• Your instructions
Word for word, give the material below again, minus any images.

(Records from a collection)
============================================================

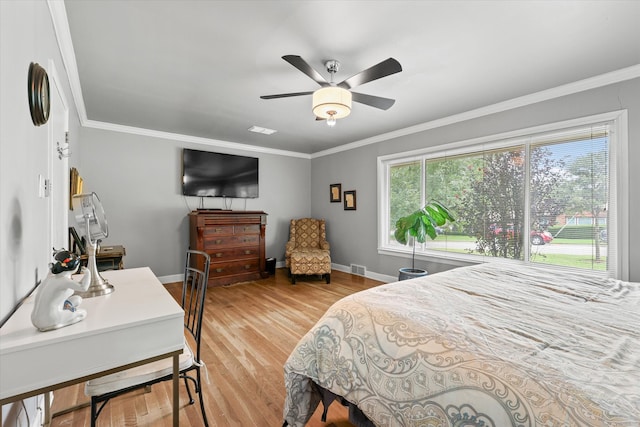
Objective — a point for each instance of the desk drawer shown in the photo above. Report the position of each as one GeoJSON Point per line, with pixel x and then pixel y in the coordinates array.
{"type": "Point", "coordinates": [224, 254]}
{"type": "Point", "coordinates": [234, 267]}
{"type": "Point", "coordinates": [212, 243]}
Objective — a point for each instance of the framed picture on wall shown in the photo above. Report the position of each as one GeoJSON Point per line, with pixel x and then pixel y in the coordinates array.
{"type": "Point", "coordinates": [335, 193]}
{"type": "Point", "coordinates": [350, 200]}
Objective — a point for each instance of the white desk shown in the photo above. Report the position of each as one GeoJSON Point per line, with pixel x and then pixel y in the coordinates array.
{"type": "Point", "coordinates": [138, 323]}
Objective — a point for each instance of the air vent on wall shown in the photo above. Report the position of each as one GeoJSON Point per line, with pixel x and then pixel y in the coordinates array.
{"type": "Point", "coordinates": [360, 270]}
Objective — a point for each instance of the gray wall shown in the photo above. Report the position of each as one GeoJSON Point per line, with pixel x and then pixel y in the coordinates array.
{"type": "Point", "coordinates": [138, 181]}
{"type": "Point", "coordinates": [354, 233]}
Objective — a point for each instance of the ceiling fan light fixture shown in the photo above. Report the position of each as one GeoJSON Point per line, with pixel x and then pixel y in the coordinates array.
{"type": "Point", "coordinates": [331, 102]}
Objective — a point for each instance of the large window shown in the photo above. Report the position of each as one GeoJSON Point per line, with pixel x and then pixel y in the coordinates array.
{"type": "Point", "coordinates": [545, 196]}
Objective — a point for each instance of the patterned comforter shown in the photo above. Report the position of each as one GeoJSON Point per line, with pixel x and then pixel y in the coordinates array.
{"type": "Point", "coordinates": [485, 345]}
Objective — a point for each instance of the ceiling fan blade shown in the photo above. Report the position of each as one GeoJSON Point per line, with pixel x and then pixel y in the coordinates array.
{"type": "Point", "coordinates": [285, 95]}
{"type": "Point", "coordinates": [302, 65]}
{"type": "Point", "coordinates": [373, 101]}
{"type": "Point", "coordinates": [383, 69]}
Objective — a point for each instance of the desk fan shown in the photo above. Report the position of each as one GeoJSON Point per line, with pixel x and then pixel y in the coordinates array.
{"type": "Point", "coordinates": [90, 218]}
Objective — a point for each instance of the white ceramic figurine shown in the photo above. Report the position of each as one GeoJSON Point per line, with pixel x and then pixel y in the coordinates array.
{"type": "Point", "coordinates": [55, 305]}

============================================================

• The result
Objective — a point for each instance of the desk drawer shown in the photo above. Report the position of each as one GeoJSON Point per line, with pixel x and then pixel y in the coordinates array.
{"type": "Point", "coordinates": [224, 254]}
{"type": "Point", "coordinates": [234, 267]}
{"type": "Point", "coordinates": [212, 243]}
Objective — a point for each instance of the framed picture on wall shown in the photo above. Report the position of each as one GeoJSON Point per line, with pixel x and then pixel y in the coordinates array.
{"type": "Point", "coordinates": [335, 193]}
{"type": "Point", "coordinates": [350, 200]}
Objective — a point for each instance of the white desk shown in the photo above. Report the position of each as one GeoJSON Point per line, with pixel x and then pixel y in the coordinates array.
{"type": "Point", "coordinates": [138, 323]}
Objective — a point for each instance of the air vent on wall shown in the photo above. Report the position of each as one GeoJSON Point per line, with pixel x and then pixel y in the coordinates array.
{"type": "Point", "coordinates": [360, 270]}
Objective — a point for each instance of the gray wall shown in the photo above. Report the position of each as one GeoJSON Point per line, with pixel x and then pixel y in the coordinates array.
{"type": "Point", "coordinates": [138, 181]}
{"type": "Point", "coordinates": [354, 233]}
Objective — a point for each instance of the ceiling fan light fixture shown in the photo above. Report the position of each as one GeoJSON Point per line, with pixel x and then pixel y in the coordinates array.
{"type": "Point", "coordinates": [331, 102]}
Objective — a point for each instance of the large window shown in the photo above. Report the position of each as one GeoJSON Point per line, with pixel x and then pixel y in the coordinates array.
{"type": "Point", "coordinates": [545, 196]}
Objective — a point for each instance of the patterned comforter shown in the photo above. Report the position of each as one GeoJSON Point per line, with pixel x and then pixel y in the coordinates array.
{"type": "Point", "coordinates": [485, 345]}
Objective — a point for each instance of the ceiling fan blade shown in the photo above. Report the position of each as one GeoJSON Point per line, with pixel x and then pixel y in the coordinates array.
{"type": "Point", "coordinates": [285, 95]}
{"type": "Point", "coordinates": [302, 65]}
{"type": "Point", "coordinates": [373, 101]}
{"type": "Point", "coordinates": [383, 69]}
Objective — a point for each instance of the desk fan shown in the photo above. Report the position of each as one GeoJSON Point per line, with pixel x and then pixel y in the coordinates array.
{"type": "Point", "coordinates": [90, 218]}
Objective — a point for each instance of the white ceramic figurine shown in the photo above. Report the position of each as one GeoJSON Point per line, with pixel x and then pixel y in the coordinates array.
{"type": "Point", "coordinates": [55, 305]}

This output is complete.